▶ _Ihre Aufgabe_
Wandeln Sie das Material von der Zeile mit „the white wall“ bis zur Zeile mit „pixel 334 154“ in eine zweispaltige CSV mit den Spalten „text“ und „antwort“ um. Jede CSV-Zeile enthält einen Text und seine Antwort, beide als Felder in Anführungszeichen, mit Leerzeichen statt Zeilenumbrüchen.

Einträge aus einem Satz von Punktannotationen
'''

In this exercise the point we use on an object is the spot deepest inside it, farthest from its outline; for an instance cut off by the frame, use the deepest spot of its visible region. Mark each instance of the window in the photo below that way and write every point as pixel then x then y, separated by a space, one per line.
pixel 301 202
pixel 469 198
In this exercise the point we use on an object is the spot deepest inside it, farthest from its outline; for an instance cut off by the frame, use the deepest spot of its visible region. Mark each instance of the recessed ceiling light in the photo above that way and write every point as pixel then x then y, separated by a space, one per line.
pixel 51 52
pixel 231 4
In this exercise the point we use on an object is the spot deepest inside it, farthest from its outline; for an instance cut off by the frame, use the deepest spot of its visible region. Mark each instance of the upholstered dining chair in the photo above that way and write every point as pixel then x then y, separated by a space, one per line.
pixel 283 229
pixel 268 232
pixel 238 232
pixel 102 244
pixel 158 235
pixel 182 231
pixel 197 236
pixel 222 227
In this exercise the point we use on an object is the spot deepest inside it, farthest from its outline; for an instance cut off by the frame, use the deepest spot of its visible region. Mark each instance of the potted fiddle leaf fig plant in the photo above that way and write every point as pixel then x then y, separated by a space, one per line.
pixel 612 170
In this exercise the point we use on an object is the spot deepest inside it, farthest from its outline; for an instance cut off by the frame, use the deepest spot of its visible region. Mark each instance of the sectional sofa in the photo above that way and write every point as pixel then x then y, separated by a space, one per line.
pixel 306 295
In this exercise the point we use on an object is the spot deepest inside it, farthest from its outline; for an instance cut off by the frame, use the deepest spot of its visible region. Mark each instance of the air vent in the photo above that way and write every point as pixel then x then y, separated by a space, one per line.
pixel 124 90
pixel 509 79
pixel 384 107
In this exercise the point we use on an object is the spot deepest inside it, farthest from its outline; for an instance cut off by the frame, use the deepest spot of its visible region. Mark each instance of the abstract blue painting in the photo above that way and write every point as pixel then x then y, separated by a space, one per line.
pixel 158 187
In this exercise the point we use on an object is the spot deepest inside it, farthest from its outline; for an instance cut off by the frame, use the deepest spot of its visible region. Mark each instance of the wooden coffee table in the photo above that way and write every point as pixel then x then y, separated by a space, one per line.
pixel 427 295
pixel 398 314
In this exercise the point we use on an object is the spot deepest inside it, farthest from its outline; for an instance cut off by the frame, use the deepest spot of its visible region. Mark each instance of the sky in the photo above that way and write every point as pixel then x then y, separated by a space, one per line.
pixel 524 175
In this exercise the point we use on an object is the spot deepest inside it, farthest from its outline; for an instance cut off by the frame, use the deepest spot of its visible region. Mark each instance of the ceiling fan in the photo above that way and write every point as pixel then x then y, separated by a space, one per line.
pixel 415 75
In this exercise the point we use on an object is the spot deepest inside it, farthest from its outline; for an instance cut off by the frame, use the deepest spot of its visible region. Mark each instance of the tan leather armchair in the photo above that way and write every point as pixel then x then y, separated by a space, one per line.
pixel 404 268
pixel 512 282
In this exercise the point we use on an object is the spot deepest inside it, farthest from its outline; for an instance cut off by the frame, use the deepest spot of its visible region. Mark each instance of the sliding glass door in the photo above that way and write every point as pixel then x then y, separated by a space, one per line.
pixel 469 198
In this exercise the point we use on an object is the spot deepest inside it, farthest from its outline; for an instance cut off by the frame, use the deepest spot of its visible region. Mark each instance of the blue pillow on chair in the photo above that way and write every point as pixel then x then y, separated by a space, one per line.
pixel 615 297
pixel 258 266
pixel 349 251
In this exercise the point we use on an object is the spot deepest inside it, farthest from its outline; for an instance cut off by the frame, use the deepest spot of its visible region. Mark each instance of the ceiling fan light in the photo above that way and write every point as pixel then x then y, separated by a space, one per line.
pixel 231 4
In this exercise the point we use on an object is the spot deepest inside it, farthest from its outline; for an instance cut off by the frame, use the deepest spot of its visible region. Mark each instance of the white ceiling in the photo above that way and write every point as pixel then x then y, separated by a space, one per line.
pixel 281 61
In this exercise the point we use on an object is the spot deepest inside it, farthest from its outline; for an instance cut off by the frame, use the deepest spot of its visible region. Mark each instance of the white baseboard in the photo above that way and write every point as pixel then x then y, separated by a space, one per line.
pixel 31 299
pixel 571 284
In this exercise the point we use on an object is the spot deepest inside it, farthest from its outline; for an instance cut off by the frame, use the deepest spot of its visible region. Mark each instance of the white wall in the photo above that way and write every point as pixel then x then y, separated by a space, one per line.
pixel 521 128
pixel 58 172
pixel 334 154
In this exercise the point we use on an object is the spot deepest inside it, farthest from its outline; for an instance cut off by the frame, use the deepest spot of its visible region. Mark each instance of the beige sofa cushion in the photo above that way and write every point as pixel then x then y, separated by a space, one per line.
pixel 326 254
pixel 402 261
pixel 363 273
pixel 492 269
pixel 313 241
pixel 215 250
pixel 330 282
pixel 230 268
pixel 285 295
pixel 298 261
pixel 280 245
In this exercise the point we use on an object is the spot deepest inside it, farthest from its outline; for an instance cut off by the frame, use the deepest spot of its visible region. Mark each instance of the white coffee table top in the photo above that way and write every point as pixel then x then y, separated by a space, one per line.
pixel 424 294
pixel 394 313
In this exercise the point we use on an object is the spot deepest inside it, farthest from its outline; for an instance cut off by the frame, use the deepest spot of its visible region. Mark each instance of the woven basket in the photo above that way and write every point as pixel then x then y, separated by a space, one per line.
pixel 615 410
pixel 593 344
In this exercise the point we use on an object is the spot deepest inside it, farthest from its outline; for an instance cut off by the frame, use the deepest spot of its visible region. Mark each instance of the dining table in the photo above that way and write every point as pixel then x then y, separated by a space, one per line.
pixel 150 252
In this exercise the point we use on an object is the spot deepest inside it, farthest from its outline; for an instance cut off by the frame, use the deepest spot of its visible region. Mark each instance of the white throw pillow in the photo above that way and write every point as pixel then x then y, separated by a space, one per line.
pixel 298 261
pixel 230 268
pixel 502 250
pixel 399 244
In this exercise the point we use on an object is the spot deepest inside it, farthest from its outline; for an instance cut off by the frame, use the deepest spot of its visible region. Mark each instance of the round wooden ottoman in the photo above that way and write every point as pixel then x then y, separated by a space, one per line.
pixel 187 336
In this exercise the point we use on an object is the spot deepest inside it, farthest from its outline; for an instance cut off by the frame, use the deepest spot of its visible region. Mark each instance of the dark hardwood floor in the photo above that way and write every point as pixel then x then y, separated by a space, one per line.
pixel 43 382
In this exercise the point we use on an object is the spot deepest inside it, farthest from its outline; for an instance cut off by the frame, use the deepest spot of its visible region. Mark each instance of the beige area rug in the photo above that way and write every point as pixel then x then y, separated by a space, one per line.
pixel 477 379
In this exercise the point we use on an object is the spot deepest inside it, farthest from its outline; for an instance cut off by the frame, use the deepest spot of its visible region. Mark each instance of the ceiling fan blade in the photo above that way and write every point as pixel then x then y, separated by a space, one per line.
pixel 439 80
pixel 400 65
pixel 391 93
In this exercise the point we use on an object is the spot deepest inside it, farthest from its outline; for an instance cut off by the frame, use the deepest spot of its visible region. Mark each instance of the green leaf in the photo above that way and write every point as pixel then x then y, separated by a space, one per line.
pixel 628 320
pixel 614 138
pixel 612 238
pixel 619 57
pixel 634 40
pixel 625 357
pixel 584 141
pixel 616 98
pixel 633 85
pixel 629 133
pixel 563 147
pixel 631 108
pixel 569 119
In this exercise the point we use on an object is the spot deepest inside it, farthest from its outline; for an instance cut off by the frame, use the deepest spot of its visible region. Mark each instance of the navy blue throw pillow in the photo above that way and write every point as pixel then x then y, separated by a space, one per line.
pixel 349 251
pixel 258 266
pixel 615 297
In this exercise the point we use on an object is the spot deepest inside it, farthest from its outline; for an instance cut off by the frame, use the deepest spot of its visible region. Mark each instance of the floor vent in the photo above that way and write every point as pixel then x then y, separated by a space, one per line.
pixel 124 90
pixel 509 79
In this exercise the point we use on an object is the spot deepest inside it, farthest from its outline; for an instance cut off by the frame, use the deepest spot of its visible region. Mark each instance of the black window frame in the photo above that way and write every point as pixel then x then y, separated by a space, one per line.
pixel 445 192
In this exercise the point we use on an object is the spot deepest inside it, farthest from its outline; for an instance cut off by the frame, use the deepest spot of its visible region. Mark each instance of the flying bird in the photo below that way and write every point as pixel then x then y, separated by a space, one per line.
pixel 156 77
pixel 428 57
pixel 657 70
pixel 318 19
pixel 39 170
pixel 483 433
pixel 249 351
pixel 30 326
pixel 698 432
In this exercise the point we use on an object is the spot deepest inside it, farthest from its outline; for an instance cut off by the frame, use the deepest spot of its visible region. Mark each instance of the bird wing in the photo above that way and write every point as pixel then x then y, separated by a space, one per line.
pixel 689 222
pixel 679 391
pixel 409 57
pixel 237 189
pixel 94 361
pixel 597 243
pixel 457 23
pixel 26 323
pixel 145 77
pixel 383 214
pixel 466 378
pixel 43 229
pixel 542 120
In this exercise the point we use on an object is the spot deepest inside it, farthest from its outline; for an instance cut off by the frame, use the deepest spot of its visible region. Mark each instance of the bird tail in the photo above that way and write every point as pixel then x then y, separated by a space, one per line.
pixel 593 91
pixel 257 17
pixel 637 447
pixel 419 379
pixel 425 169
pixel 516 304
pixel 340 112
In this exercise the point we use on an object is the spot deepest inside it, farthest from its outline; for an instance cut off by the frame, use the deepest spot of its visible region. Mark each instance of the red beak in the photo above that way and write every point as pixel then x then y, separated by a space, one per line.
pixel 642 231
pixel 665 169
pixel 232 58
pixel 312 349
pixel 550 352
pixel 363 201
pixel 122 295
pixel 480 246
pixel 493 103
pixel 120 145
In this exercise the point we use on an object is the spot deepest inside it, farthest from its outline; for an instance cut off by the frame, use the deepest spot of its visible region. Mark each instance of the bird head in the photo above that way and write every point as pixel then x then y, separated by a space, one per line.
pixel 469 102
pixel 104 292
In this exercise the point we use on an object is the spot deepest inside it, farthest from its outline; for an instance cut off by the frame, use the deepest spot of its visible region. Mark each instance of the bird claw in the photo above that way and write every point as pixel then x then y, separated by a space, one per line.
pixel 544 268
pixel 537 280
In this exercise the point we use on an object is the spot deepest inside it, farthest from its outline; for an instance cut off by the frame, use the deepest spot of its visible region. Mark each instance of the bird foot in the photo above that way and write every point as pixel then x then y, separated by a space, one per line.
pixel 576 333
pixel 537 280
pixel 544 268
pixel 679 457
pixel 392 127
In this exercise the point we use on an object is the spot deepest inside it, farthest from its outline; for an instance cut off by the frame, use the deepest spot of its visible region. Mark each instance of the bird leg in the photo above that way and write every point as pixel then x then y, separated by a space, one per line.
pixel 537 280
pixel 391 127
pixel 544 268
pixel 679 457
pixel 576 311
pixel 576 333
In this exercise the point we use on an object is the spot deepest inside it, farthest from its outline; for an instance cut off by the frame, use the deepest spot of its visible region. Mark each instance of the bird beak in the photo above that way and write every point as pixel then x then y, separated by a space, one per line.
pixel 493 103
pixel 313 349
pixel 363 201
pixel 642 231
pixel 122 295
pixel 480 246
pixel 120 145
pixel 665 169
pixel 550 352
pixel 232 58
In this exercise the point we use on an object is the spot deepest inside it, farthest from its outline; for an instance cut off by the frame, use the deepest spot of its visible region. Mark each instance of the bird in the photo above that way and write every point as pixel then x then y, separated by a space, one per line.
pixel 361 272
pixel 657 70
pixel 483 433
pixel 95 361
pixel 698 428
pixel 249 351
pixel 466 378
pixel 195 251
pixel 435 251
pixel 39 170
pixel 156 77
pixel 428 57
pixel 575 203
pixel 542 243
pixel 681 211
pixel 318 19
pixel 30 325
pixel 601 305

'''

▶ _Korrekte Ausgabe_
text,antwort
"In this exercise the point we use on an object is the spot deepest inside it, farthest from its outline; for an instance cut off by the frame, use the deepest spot of its visible region. Mark each instance of the white wall in the photo above that way and write every point as pixel then x then y, separated by a space, one per line.","pixel 521 128 pixel 58 172 pixel 334 154"